Exercise requirements — Whenever a line below includes the word "rough", copy that line.

Records to use —
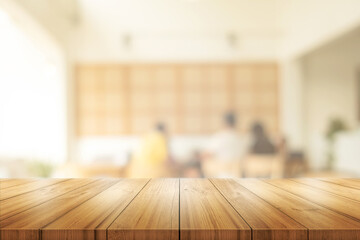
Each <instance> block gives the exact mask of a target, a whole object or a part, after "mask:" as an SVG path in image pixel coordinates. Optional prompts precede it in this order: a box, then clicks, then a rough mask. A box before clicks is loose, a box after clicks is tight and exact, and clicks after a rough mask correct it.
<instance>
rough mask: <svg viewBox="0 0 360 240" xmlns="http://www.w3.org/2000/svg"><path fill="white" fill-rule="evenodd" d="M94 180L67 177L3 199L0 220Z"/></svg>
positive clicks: (84, 184) (93, 180)
mask: <svg viewBox="0 0 360 240" xmlns="http://www.w3.org/2000/svg"><path fill="white" fill-rule="evenodd" d="M94 181H95V179H68V180H67V181H64V182H61V184H53V185H50V186H47V187H43V188H40V189H37V190H34V191H32V192H28V193H24V194H22V195H18V196H15V197H13V198H9V199H6V200H3V201H1V204H0V212H1V215H0V221H2V220H4V219H6V218H8V217H11V216H12V215H15V214H17V213H19V212H22V211H25V210H27V209H29V208H32V207H35V206H37V205H40V204H42V203H44V202H46V201H49V200H51V199H53V198H55V197H58V196H60V195H62V194H65V193H67V192H70V191H73V190H76V189H77V188H79V187H81V186H84V185H86V184H89V183H91V182H94Z"/></svg>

Written solution —
Each <instance> block gives the exact mask of a target, a whole object or a part, after "mask:" as an SVG path in image pixel coordinates. Optional prompts precede it in this order: a box, then clicks, then a rough mask. A box before clicks is loose, a box after clicks is tight and exact, and clicks after a rough mask correct it.
rough mask: <svg viewBox="0 0 360 240" xmlns="http://www.w3.org/2000/svg"><path fill="white" fill-rule="evenodd" d="M94 180L67 177L3 199L0 220Z"/></svg>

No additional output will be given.